REQUEST: Tally the lines in the records below that contain the string "flower", treating uppercase and lowercase as distinct. Reply with the number alone.
* START RAW RECORDS *
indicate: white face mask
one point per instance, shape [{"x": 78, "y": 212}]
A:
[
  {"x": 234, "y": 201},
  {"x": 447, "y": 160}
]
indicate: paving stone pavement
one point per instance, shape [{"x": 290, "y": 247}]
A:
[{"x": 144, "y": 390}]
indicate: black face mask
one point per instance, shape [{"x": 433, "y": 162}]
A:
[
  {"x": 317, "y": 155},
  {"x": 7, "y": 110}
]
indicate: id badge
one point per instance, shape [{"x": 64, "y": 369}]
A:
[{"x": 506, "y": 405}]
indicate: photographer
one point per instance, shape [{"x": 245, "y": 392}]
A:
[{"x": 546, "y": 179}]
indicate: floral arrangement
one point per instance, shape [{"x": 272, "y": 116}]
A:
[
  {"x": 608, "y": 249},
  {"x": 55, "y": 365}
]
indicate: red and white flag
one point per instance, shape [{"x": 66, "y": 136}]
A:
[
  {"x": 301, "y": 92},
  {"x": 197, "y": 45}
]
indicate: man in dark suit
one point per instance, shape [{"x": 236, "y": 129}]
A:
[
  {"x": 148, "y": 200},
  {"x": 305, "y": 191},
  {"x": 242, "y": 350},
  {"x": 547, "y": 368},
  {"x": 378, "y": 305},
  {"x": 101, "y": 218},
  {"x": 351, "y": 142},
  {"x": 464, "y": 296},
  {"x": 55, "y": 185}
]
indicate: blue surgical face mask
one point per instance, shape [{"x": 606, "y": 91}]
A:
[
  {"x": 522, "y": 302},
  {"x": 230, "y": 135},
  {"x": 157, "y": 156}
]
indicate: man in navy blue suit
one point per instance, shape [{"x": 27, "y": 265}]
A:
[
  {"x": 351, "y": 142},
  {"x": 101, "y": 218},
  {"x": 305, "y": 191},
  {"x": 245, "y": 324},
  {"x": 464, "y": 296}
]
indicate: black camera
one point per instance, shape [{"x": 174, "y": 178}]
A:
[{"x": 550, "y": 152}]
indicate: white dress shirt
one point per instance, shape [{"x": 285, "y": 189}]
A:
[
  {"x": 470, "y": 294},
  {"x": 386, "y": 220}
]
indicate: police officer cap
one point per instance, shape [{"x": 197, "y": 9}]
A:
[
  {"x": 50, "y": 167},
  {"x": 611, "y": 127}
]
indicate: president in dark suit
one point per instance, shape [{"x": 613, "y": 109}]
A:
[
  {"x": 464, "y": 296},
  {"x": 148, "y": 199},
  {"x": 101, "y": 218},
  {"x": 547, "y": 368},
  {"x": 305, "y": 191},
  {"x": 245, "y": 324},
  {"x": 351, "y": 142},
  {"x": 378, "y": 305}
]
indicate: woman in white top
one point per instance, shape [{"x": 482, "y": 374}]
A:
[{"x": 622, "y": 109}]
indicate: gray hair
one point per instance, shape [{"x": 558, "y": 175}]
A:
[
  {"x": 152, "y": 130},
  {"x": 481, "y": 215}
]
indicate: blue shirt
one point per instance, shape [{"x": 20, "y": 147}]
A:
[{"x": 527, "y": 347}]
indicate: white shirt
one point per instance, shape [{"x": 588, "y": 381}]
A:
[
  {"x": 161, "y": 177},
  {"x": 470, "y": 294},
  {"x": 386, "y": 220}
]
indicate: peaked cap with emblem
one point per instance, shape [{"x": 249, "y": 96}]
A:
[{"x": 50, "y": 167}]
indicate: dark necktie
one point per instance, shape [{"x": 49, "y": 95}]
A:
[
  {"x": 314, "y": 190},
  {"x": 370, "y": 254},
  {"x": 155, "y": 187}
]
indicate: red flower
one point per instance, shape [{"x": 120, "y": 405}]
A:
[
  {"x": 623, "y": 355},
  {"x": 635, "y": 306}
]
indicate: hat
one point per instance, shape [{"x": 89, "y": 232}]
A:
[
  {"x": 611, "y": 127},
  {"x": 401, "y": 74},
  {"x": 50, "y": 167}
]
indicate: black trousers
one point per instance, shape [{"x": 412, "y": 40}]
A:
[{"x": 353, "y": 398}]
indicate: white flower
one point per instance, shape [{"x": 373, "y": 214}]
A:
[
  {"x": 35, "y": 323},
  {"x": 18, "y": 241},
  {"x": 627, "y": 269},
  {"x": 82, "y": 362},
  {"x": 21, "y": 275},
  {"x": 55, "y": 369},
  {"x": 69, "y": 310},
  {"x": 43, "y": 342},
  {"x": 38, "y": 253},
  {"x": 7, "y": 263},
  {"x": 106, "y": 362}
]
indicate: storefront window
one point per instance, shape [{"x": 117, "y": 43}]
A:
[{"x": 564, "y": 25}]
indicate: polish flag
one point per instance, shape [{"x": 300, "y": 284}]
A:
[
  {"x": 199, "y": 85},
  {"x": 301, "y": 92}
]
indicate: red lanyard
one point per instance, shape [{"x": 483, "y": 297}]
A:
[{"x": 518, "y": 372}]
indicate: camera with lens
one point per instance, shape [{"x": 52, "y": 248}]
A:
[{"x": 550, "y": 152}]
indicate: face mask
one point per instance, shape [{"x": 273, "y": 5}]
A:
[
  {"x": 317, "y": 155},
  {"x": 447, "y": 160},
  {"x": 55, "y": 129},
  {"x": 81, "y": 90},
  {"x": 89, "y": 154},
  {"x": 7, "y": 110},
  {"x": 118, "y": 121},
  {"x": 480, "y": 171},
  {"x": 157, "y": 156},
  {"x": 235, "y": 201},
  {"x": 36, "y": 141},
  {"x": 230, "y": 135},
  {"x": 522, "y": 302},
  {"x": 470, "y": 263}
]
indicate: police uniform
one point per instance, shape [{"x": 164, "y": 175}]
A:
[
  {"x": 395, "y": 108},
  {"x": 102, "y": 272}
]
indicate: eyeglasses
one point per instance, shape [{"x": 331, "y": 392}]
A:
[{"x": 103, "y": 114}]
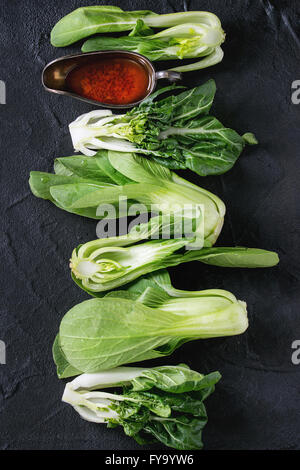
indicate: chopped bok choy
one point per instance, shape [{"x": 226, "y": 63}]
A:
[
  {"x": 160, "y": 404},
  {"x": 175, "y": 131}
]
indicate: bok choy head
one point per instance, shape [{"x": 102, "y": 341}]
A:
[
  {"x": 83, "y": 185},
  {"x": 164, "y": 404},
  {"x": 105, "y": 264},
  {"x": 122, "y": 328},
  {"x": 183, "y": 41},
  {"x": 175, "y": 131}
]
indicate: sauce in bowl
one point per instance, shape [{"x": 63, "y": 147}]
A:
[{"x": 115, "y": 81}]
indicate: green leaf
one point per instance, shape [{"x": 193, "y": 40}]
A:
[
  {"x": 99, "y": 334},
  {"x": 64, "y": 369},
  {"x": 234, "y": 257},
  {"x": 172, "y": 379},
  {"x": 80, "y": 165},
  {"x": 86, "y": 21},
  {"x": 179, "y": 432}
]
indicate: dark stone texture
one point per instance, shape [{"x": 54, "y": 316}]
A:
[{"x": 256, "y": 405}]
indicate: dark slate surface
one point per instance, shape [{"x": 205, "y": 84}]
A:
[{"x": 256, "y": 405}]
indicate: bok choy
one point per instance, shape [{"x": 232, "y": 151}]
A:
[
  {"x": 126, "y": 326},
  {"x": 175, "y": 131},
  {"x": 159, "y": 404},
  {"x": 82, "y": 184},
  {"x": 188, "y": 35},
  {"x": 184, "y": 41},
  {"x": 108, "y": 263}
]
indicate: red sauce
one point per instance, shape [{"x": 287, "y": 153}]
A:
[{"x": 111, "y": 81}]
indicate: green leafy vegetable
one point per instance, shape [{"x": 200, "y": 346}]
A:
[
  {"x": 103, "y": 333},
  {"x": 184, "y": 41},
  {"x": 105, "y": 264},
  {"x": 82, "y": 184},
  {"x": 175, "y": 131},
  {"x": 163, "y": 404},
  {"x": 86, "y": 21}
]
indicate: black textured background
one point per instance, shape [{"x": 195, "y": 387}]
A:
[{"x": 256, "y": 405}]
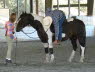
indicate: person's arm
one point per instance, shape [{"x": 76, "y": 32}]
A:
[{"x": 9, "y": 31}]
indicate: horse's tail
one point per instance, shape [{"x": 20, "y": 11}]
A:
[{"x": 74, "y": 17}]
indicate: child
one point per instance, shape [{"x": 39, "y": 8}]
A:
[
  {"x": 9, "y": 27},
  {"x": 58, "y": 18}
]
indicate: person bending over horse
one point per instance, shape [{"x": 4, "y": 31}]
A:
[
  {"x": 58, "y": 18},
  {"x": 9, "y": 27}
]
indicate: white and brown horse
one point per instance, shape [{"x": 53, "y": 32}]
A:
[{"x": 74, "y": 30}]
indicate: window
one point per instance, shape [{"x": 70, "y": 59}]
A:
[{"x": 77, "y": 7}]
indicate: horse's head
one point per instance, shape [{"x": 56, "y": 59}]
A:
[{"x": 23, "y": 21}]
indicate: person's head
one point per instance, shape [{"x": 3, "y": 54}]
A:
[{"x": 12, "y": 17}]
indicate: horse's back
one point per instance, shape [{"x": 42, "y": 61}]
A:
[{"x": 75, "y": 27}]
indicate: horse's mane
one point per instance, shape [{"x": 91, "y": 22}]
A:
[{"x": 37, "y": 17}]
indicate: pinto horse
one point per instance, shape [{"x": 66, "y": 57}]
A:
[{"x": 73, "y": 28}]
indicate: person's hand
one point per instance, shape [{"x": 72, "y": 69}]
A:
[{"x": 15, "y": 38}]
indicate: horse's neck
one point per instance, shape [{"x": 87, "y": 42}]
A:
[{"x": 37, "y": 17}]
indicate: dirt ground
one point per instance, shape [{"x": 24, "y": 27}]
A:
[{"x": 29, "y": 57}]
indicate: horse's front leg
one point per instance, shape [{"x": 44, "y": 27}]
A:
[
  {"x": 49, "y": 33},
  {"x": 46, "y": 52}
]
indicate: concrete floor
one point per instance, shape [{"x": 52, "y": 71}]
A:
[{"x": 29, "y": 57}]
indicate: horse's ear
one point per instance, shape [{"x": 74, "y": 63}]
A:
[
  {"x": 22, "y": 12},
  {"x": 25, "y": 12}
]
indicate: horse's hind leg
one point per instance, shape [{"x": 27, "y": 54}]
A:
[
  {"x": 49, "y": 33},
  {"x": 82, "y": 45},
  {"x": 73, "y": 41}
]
* END RAW RECORDS *
* START RAW RECORDS *
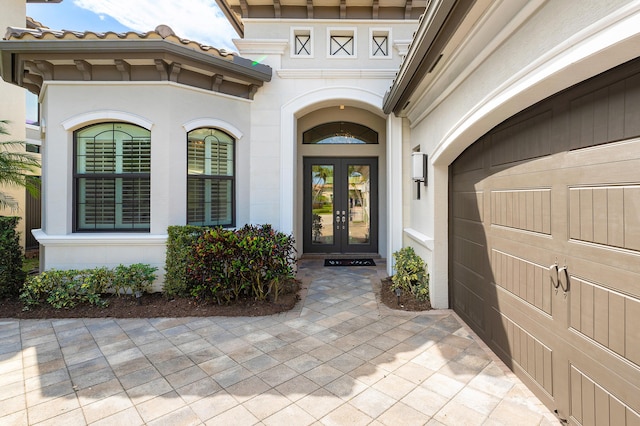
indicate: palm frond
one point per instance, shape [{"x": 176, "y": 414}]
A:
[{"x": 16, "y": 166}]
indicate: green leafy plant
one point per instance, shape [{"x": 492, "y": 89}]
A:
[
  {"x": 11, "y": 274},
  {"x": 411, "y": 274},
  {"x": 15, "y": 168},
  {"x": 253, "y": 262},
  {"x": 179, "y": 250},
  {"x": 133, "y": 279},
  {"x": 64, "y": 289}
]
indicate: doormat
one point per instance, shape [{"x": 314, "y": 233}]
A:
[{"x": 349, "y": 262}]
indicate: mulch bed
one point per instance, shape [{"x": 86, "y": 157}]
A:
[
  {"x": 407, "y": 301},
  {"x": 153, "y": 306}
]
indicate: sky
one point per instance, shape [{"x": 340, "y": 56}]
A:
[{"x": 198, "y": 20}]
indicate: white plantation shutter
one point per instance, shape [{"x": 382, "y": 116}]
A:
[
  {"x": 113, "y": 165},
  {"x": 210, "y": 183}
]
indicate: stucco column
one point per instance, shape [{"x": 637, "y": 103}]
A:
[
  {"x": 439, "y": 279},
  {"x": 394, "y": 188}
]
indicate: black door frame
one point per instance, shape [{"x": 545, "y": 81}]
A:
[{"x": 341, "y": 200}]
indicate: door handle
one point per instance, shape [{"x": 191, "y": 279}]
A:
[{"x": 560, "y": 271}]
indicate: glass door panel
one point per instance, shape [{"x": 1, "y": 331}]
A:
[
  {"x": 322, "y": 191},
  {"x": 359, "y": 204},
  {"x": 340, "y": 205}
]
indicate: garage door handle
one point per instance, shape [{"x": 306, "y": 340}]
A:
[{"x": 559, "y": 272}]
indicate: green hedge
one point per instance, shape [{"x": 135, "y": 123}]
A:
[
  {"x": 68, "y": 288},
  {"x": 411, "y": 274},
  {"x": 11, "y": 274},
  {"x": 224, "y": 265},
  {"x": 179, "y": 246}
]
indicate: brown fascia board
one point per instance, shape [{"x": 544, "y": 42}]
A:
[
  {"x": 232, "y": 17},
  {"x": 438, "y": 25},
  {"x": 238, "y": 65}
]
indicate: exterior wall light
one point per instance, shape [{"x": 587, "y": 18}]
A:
* END RAW RECORDS *
SOLUTION TO THIS PROBLEM: 2